> **Ordre de travail 1**: Dressez la liste de toutes les catégories de praticiens du bien-être que l'article sur Doctolib cite parmi les clients écartés.
> **Ordre de travail 2**: D'après l'article sur Doctolib, de quel délai les praticiens dont le contrat est résilié disposent-ils pour trouver une autre solution ?
> **Ordre de travail 3**: Reproduisez sans modification le passage de l'article sur Doctolib qui s'ouvre sur les mots contenant "Trancher dans le" et se clôt sur "président, Stanislas Niox-Chateau.".

===== Extrait choisi

Grand ménage au sein de Doctolib: deux mois après une polémique sur des naturopathes, le champion français des rendez-vous médicaux a décidé de «se recentrer exclusivement» sur les soignants «référencés par les autorités», écartant 5700 «praticiens du bien-être».
Trancher dans le vif pour crever l'abcès: accusé à la fin de l'été de servir de caution à des charlatans, voire à des dérives sectaires, Doctolib a opté pour un remède draconien. « Nous avons décidé de nous recentrer exclusivement sur les professionnels référencés par les autorités sanitaires », déclare à l'AFP son président, Stanislas Niox-Chateau.
Par conséquent, « 5.700 praticiens du bien-être ne pourront plus utiliser nos services » et ont été avertis de la résiliation de leurs contrats, avec un délai de « six mois pour trouver une autre solution », ajoute-t-il.
Parmi ces clients éconduits, des naturopathes, des sophrologues ou encore des hypnothérapeutes, non inscrits dans les répertoires officiels (RPPS et Adeli).

==========
===== Données enregistrées

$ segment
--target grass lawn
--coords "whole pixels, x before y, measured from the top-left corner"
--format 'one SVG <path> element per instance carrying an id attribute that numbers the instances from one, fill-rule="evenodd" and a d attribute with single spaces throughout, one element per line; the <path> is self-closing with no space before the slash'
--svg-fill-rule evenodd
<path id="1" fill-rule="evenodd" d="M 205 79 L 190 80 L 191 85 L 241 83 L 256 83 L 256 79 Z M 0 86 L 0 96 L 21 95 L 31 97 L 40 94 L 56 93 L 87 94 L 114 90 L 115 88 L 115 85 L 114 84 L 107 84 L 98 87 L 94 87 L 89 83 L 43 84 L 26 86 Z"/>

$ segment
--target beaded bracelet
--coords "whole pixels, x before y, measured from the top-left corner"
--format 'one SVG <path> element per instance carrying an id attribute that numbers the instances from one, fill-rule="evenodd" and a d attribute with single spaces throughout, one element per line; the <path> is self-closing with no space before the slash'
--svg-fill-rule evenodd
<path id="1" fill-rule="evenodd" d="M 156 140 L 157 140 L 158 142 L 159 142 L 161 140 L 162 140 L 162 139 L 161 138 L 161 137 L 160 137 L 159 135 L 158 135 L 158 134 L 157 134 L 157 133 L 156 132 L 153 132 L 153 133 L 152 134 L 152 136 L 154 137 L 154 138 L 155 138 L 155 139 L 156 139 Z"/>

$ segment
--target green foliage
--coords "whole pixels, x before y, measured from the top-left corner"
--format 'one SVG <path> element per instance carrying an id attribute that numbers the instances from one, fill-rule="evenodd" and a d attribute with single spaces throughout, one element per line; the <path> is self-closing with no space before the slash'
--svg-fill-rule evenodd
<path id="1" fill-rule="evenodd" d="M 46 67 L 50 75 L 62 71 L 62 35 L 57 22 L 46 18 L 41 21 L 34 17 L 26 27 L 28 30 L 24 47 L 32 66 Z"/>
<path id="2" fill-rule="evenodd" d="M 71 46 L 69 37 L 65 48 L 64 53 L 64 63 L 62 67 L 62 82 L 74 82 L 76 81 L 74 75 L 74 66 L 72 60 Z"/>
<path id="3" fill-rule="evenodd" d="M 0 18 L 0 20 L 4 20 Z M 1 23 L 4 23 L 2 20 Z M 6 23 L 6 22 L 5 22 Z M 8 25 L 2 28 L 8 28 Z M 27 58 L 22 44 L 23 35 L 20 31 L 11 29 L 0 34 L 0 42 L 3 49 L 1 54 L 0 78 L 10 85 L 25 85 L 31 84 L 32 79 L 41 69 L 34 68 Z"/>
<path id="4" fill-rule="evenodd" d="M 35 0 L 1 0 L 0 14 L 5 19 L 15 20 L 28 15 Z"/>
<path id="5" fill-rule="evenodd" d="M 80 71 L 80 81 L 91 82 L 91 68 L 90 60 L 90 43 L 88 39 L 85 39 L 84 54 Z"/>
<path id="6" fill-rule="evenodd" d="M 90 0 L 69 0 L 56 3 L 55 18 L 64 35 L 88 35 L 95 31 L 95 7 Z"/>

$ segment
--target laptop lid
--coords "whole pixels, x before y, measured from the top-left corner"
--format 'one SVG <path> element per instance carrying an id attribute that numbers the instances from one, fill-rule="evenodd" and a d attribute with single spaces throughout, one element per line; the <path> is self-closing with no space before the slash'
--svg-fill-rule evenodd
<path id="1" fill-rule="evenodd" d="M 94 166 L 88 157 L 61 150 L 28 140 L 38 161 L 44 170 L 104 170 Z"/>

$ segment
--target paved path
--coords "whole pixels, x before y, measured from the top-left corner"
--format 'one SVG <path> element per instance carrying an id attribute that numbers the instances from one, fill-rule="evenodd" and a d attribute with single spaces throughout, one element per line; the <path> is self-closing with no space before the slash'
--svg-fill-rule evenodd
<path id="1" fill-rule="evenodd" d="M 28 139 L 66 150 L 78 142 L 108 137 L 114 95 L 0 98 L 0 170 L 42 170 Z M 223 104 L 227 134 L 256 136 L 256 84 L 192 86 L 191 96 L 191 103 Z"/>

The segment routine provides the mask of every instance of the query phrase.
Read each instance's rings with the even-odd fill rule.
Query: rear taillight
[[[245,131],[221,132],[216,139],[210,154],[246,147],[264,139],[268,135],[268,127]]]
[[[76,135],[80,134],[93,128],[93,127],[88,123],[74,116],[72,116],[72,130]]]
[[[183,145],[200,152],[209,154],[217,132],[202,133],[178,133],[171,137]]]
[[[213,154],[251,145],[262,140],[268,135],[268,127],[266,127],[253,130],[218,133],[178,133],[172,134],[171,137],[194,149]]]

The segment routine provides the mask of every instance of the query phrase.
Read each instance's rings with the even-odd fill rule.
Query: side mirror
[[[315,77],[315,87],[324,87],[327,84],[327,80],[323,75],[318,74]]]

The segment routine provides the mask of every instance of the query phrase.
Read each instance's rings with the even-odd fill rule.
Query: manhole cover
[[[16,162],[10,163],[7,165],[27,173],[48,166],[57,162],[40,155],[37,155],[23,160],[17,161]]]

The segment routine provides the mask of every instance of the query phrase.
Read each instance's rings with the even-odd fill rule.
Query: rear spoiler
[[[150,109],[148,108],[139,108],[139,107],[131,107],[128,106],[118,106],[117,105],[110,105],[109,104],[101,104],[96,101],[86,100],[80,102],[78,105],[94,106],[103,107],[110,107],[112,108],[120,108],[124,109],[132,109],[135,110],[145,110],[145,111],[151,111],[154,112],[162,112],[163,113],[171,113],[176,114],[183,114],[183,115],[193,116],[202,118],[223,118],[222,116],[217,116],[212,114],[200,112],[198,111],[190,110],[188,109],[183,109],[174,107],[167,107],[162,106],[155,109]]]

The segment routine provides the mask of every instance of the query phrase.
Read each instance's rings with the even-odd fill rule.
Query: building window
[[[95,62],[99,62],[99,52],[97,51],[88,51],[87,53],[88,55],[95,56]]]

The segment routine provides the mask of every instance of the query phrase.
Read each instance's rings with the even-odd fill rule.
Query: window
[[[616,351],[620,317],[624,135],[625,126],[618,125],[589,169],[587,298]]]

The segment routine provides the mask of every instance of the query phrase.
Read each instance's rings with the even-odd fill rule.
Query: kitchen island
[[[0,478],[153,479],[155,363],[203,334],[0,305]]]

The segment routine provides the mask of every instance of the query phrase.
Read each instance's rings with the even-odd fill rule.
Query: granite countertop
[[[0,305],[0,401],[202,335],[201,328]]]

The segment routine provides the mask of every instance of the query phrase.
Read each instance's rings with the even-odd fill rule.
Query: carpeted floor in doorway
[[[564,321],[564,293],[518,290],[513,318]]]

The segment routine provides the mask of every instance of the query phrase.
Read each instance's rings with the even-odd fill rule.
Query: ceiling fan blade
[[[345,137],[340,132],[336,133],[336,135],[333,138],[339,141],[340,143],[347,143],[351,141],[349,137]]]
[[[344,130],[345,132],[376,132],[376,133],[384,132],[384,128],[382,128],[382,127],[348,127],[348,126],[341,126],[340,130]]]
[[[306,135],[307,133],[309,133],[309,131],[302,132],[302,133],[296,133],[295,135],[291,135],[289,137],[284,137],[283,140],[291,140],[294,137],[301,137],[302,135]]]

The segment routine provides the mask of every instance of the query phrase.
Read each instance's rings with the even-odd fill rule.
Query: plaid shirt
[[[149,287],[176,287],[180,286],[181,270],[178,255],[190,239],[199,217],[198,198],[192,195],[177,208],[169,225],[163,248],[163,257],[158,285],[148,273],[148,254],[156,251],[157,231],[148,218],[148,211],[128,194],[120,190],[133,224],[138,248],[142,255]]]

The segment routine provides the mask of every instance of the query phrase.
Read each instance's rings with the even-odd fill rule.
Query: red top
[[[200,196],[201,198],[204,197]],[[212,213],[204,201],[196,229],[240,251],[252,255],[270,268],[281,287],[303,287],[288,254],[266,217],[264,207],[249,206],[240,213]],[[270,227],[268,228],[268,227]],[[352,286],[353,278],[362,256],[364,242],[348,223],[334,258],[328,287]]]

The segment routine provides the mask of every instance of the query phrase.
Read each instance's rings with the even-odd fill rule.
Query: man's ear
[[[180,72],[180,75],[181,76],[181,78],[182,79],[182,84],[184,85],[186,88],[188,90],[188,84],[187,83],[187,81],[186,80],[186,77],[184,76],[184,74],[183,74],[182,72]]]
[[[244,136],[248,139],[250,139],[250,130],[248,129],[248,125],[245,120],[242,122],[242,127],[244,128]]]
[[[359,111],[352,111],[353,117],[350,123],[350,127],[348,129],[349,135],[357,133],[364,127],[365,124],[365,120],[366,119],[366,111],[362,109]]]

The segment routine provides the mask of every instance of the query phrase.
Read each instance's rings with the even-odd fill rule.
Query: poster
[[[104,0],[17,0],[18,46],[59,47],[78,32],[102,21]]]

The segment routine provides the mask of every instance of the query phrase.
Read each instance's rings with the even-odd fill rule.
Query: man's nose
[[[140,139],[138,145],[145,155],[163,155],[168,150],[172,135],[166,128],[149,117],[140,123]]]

==========
===== Données enregistrées

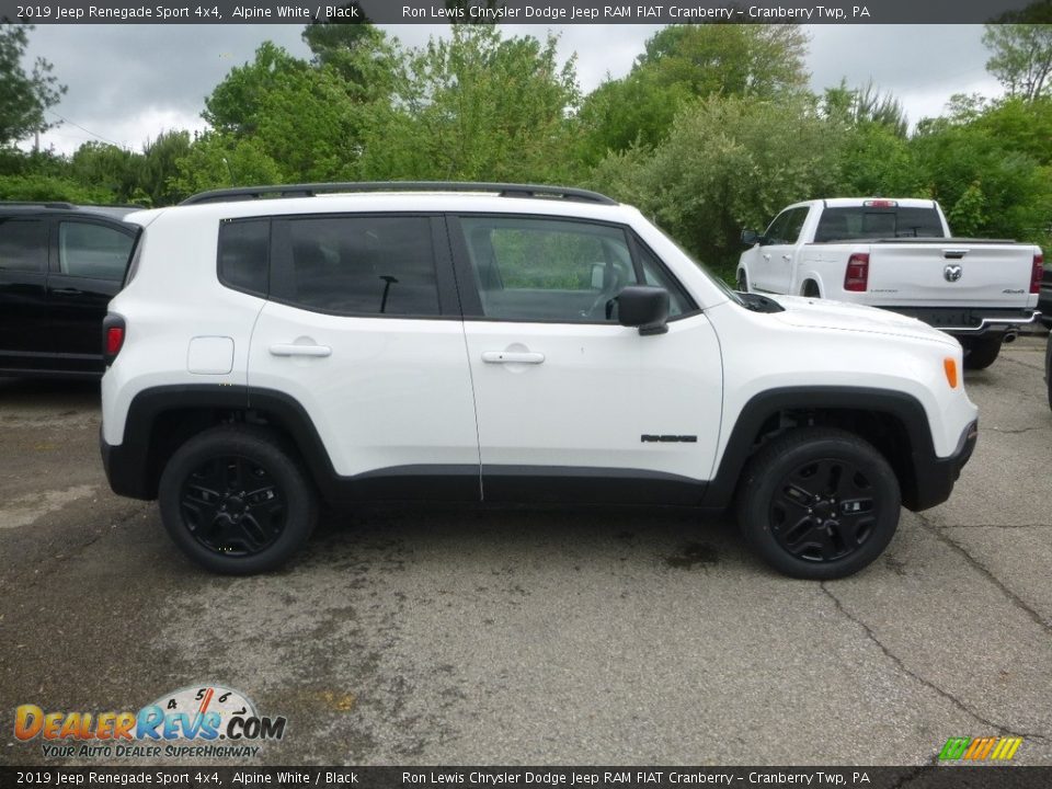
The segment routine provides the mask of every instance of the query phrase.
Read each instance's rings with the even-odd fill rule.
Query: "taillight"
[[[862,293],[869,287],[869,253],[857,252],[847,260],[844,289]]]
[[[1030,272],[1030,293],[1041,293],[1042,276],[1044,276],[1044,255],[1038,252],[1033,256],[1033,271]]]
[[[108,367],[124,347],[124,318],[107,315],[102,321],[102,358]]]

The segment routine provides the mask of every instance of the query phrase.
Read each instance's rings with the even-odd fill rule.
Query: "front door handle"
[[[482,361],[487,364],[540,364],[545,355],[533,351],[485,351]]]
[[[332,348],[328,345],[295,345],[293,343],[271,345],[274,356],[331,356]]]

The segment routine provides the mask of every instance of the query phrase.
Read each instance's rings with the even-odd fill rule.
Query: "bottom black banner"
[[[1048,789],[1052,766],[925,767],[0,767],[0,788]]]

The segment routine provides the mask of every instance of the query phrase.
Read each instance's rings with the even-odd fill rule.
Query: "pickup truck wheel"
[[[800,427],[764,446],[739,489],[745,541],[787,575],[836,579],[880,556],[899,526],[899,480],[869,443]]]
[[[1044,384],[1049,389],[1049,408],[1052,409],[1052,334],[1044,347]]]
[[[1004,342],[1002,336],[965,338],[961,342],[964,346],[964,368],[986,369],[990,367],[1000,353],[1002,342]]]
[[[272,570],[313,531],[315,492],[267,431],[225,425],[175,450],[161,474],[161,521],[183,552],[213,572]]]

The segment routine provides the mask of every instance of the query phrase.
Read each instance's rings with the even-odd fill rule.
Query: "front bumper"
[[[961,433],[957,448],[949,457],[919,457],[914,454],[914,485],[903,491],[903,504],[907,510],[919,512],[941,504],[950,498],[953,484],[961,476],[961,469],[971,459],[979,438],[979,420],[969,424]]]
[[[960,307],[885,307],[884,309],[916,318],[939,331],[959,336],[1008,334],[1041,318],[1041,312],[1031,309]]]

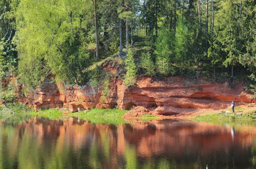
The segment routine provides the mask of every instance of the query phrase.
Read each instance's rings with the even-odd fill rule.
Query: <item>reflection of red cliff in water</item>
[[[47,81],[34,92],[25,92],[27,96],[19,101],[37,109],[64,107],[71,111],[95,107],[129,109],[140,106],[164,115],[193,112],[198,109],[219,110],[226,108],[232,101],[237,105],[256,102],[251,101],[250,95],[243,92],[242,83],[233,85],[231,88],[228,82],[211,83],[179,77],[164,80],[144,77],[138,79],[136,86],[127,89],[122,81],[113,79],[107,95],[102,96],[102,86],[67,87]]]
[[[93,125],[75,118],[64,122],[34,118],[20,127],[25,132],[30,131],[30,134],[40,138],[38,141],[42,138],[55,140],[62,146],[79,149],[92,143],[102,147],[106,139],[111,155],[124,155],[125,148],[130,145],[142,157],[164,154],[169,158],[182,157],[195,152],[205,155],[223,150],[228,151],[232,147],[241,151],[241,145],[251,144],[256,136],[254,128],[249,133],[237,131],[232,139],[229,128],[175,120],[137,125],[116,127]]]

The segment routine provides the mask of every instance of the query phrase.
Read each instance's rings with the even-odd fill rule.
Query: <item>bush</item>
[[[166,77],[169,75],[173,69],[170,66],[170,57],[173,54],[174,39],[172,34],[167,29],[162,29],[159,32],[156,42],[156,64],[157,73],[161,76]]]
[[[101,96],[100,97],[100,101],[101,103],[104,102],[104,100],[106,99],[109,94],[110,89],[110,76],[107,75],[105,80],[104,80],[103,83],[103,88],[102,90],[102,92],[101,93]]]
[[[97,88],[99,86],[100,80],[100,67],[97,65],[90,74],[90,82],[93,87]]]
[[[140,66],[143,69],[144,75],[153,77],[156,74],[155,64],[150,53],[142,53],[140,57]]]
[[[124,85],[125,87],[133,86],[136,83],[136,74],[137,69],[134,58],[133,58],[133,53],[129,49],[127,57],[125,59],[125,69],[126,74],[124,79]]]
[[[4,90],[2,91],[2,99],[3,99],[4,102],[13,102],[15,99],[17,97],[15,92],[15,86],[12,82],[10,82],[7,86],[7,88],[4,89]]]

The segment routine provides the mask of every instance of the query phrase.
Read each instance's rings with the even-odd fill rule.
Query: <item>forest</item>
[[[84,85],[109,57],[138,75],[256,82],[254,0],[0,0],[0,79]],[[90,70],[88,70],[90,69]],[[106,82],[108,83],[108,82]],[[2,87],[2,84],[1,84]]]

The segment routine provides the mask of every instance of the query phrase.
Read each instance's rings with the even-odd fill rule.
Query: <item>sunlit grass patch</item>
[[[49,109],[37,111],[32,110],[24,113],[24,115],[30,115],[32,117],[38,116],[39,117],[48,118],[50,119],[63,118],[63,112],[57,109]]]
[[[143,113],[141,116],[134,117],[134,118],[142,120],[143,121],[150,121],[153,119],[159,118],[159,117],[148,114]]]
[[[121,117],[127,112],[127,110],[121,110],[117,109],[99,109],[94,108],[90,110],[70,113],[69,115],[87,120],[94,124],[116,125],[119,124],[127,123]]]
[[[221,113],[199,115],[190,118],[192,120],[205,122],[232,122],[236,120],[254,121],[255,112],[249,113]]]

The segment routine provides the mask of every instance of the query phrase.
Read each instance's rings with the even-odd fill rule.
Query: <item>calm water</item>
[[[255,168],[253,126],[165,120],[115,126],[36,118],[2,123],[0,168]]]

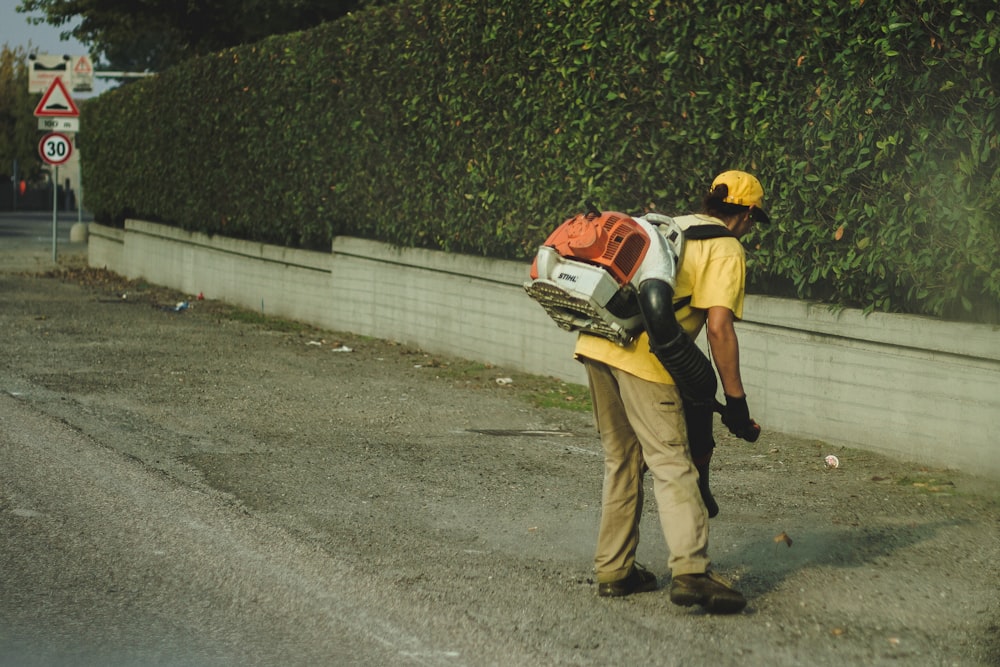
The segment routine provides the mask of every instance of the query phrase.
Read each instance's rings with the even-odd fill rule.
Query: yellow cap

==========

> **Corrigé 1**: naturopathes, sophrologues, hypnothérapeutes

> **Corrigé 2**: Ils disposent de six mois.

> **Corrigé 3**:
Trancher dans le vif pour crever l'abcès: accusé à la fin de l'été de servir de caution à des charlatans, voire à des dérives sectaires, Doctolib a opté pour un remède draconien. « Nous avons décidé de nous recentrer exclusivement sur les professionnels référencés par les autorités sanitaires », déclare à l'AFP son président, Stanislas Niox-Chateau.